> _Entries provided_
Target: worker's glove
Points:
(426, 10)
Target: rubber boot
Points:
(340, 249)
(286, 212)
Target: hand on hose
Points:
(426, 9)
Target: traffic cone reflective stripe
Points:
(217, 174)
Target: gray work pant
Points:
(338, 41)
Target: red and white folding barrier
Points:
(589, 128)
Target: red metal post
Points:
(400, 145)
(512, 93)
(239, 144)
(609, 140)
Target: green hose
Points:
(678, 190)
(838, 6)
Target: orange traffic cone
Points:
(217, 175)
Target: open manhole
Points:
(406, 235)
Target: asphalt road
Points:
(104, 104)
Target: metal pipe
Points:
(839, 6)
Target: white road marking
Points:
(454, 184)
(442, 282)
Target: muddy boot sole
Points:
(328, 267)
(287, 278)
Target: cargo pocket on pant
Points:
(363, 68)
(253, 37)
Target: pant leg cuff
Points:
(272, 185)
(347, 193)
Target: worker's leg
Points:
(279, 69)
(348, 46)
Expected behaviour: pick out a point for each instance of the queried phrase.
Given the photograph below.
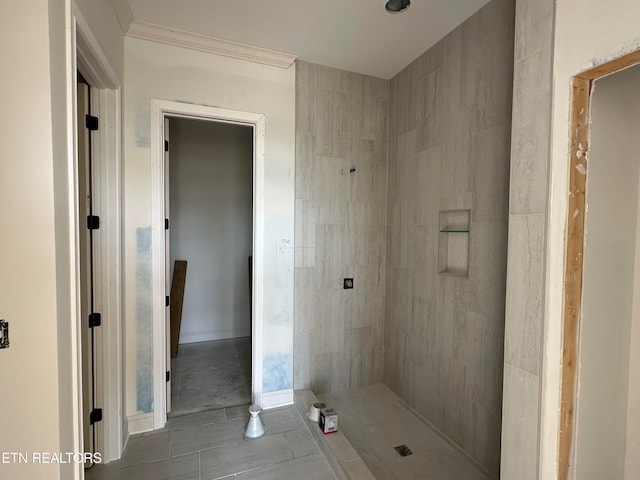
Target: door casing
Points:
(159, 110)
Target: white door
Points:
(167, 254)
(85, 236)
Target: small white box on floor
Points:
(328, 421)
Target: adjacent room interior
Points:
(210, 193)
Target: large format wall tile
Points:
(530, 140)
(449, 139)
(341, 201)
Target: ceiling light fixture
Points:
(397, 6)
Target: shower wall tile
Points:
(449, 148)
(524, 307)
(531, 113)
(520, 419)
(528, 205)
(341, 191)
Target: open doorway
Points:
(607, 412)
(600, 399)
(89, 335)
(162, 112)
(210, 203)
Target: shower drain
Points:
(403, 450)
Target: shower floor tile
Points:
(375, 420)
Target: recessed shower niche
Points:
(453, 242)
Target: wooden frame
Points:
(579, 134)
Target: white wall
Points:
(101, 16)
(610, 245)
(37, 280)
(28, 276)
(155, 71)
(587, 32)
(211, 211)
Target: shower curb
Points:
(343, 459)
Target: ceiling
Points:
(353, 35)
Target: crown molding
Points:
(207, 44)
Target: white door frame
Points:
(88, 57)
(159, 110)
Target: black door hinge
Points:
(93, 222)
(91, 122)
(95, 416)
(95, 320)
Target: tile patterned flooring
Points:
(211, 375)
(375, 420)
(210, 445)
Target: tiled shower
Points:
(376, 163)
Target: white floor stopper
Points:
(254, 428)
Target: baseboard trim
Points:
(208, 336)
(277, 399)
(139, 423)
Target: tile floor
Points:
(375, 420)
(211, 375)
(210, 445)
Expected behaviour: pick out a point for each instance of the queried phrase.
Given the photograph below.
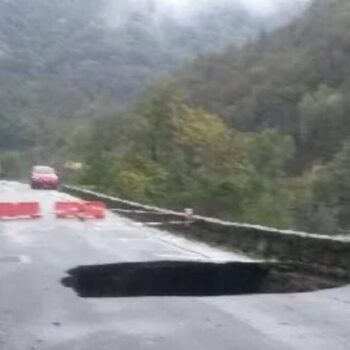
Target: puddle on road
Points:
(183, 278)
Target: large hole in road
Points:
(177, 278)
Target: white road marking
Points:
(179, 257)
(25, 259)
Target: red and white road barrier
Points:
(80, 209)
(19, 210)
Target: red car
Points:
(43, 177)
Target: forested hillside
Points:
(65, 62)
(258, 134)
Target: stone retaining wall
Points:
(323, 254)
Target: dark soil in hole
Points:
(171, 278)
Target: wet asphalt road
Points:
(38, 312)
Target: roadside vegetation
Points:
(257, 133)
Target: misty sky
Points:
(265, 6)
(261, 6)
(188, 9)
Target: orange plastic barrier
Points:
(28, 209)
(94, 210)
(7, 210)
(68, 209)
(23, 210)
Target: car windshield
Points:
(43, 170)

> _Try it_
Only the pictures stay out; the rest of the entries above must be written out exactly.

> _Final answer_
Target: worker's glove
Points:
(426, 10)
Target: rubber boot
Points:
(340, 249)
(286, 212)
Target: hand on hose
Points:
(426, 9)
Target: traffic cone reflective stripe
Points:
(217, 174)
Target: gray work pant
Points:
(338, 41)
Target: red and white folding barrier
Points:
(589, 128)
Target: red metal post
Points:
(400, 145)
(512, 93)
(239, 144)
(609, 140)
Target: green hose
Points:
(678, 190)
(838, 6)
Target: orange traffic cone
Points:
(217, 175)
Target: open manhole
Points:
(406, 235)
Target: asphalt road
Points:
(104, 104)
Target: metal pipe
Points:
(839, 6)
Target: white road marking
Points:
(454, 184)
(442, 282)
Target: muddy boot sole
Points:
(328, 267)
(287, 278)
Target: cargo pocket on pant
Points:
(363, 68)
(253, 37)
Target: pant leg cuff
Points:
(272, 185)
(347, 193)
Target: worker's leg
Points:
(279, 69)
(348, 46)
Expected behaviour: pick out a point for each instance of the queried phrase.
Given the photograph below.
Target: door casing
Points:
(159, 110)
Target: white door
Points:
(167, 254)
(85, 236)
Target: small white box on floor
Points:
(328, 421)
Target: adjacent room interior
Points:
(210, 193)
Target: large format wall tile
Points:
(530, 140)
(449, 139)
(341, 201)
Target: ceiling light fixture
Points:
(397, 6)
Target: shower wall tile
Points:
(449, 148)
(524, 307)
(531, 113)
(520, 419)
(528, 205)
(341, 191)
Target: open doorway
Points:
(607, 412)
(600, 399)
(89, 335)
(162, 112)
(210, 203)
Target: shower drain
Points:
(403, 450)
Target: shower floor tile
Points:
(375, 420)
Target: recessed shower niche
Points:
(453, 242)
Target: wooden frame
Points:
(579, 134)
Target: white wall
Points:
(101, 16)
(610, 245)
(37, 280)
(28, 276)
(155, 71)
(587, 32)
(211, 211)
Target: shower curb
Points:
(343, 459)
Target: ceiling
Points:
(353, 35)
Target: crown molding
Points:
(207, 44)
Target: white door frame
Points:
(88, 57)
(159, 110)
Target: black door hinge
Points:
(93, 222)
(91, 122)
(95, 416)
(95, 320)
Target: tile patterned flooring
Points:
(211, 375)
(375, 420)
(210, 445)
Target: tiled shower
Points:
(376, 163)
Target: white floor stopper
Points:
(254, 428)
Target: baseboard trim
Points:
(208, 336)
(277, 399)
(139, 423)
Target: tile floor
Points:
(375, 420)
(211, 375)
(210, 445)
Expected behaviour: pick out a point for each instance of the queried phrase.
Given the photograph below.
Target: puddle on road
Points:
(183, 278)
Target: large hole in road
Points:
(177, 278)
Target: white road marking
Points:
(179, 257)
(25, 259)
Target: red and white road barrier
Points:
(80, 209)
(19, 210)
Target: red car
Points:
(43, 177)
Target: forested hillside
Points:
(65, 62)
(258, 134)
Target: stone retaining wall
Points:
(323, 254)
Target: dark soil in hole
Points:
(171, 278)
Target: wet asphalt road
Points:
(38, 312)
Target: roadside vegetation
Points:
(257, 133)
Target: misty sky
Points:
(265, 6)
(261, 6)
(188, 9)
Target: orange plastic barrier
Points:
(28, 209)
(94, 210)
(7, 210)
(68, 209)
(23, 210)
Target: car windshield
Points:
(43, 170)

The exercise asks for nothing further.